- Задание: Воспроизведите без изменений фрагмент статьи о русской фантастике, начиная со слов "Русская и советская" и заканчивая словами "с фантастической силой.".

- Приведенный отрывок:

▬▬▬▬▬▬

Русская и советская фантастика (повести и рассказы) - Пушкин Александр Сергеевич 3 стр.


Не столь известна широкому читателю легенда об Агасфере. Но в литературе она разработана (на это указывает сам Вс. Иванов) довольно полно. Поэтому обращение к этой теме не дало бы желаемого эффекта, если бы автор не сделал своего героя Илью Ильича не только активно действующим лицом, но и победителем в борьбе с фантастической силой.

Но если мы попробуем спросить — во имя чего ведется эта борьба, что — кроме желания сохранить или устроить свою жизнь — воодушевляет героев произведений? — ответ найти будет трудно. Фантастика в этих произведениях. становится самоценной, она — конечная цель. Другое дело рассказы А, Грина, В. Брюсова, А. Платонова, Е. Зозули. Думается, к ним применимы слова С. Лема: «Странный феномен образует только внешнюю оболочку художественного мира; ядро же его составляет вовсе не фантастическое содержание»[6]. Поэтому, если применить классификацию С. Лема, к «конечной фантастике» мы должны отнести рассказы О. Сомова, М. Загоскина, А. Вельтмана, к другой же ее разновидности, «несущей сигнал»,—А. Погорельского, И. С. Тургенева, А. П. Чехова.

▬▬▬▬▬▬

- Записи:
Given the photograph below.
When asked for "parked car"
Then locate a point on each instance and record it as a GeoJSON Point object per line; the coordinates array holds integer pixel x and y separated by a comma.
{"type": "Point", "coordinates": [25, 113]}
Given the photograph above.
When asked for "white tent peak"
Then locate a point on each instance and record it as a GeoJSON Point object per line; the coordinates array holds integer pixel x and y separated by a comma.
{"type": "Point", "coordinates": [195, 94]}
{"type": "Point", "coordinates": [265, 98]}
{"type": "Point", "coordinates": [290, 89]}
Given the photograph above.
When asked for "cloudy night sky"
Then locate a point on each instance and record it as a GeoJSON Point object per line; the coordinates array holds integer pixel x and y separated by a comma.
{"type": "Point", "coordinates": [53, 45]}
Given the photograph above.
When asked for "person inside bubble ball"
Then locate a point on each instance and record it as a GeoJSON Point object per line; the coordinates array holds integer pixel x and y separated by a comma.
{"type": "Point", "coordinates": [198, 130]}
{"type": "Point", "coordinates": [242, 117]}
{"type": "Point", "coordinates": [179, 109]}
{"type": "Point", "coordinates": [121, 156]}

▬▬▬▬▬▬

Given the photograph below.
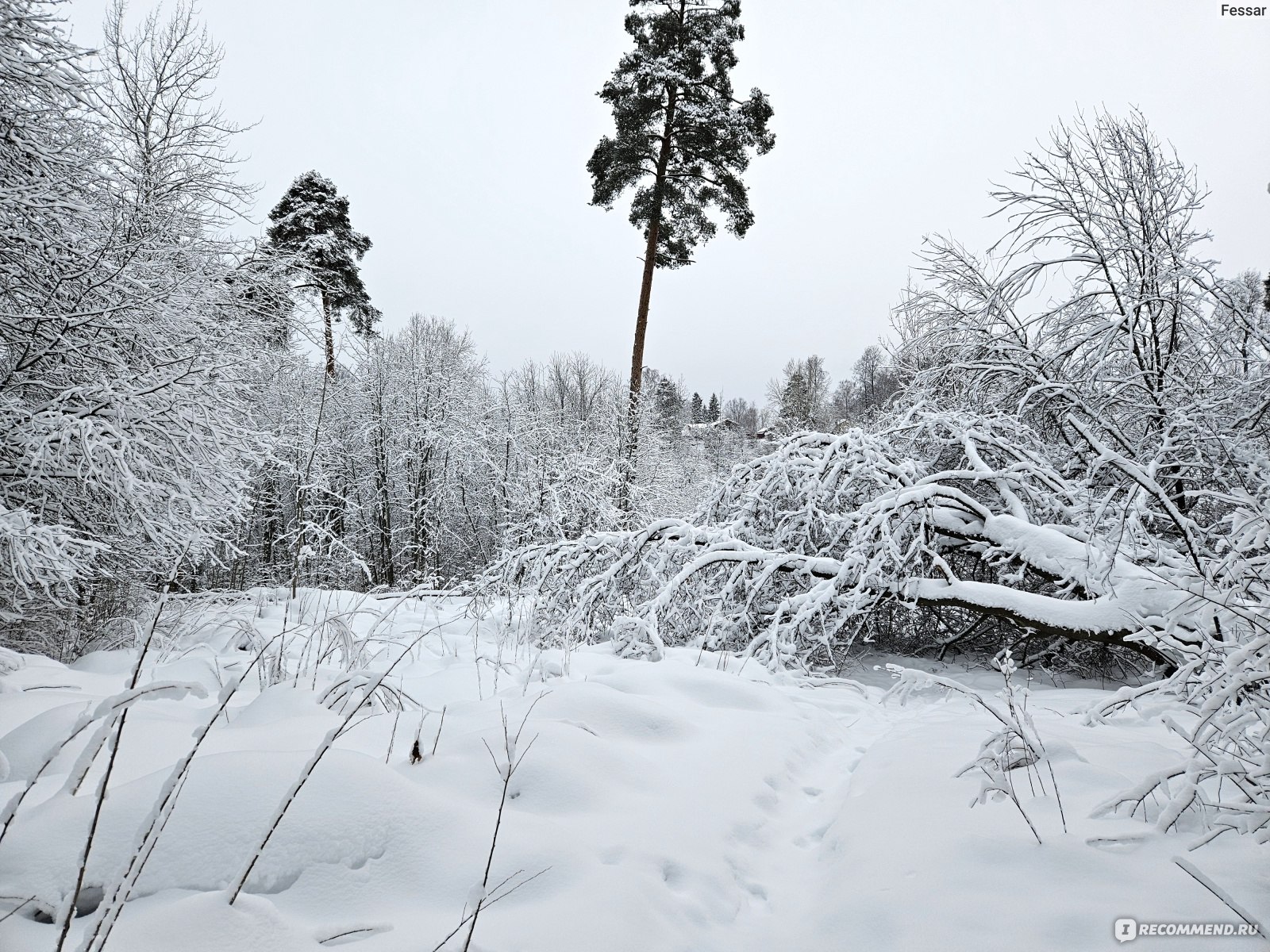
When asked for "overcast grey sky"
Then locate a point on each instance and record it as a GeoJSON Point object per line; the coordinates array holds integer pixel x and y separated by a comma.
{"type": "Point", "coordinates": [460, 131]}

▬▬▬▬▬▬

- Верный результат:
Русская и советская фантастика (повести и рассказы) - Пушкин Александр Сергеевич 3 стр.


Не столь известна широкому читателю легенда об Агасфере. Но в литературе она разработана (на это указывает сам Вс. Иванов) довольно полно. Поэтому обращение к этой теме не дало бы желаемого эффекта, если бы автор не сделал своего героя Илью Ильича не только активно действующим лицом, но и победителем в борьбе с фантастической силой.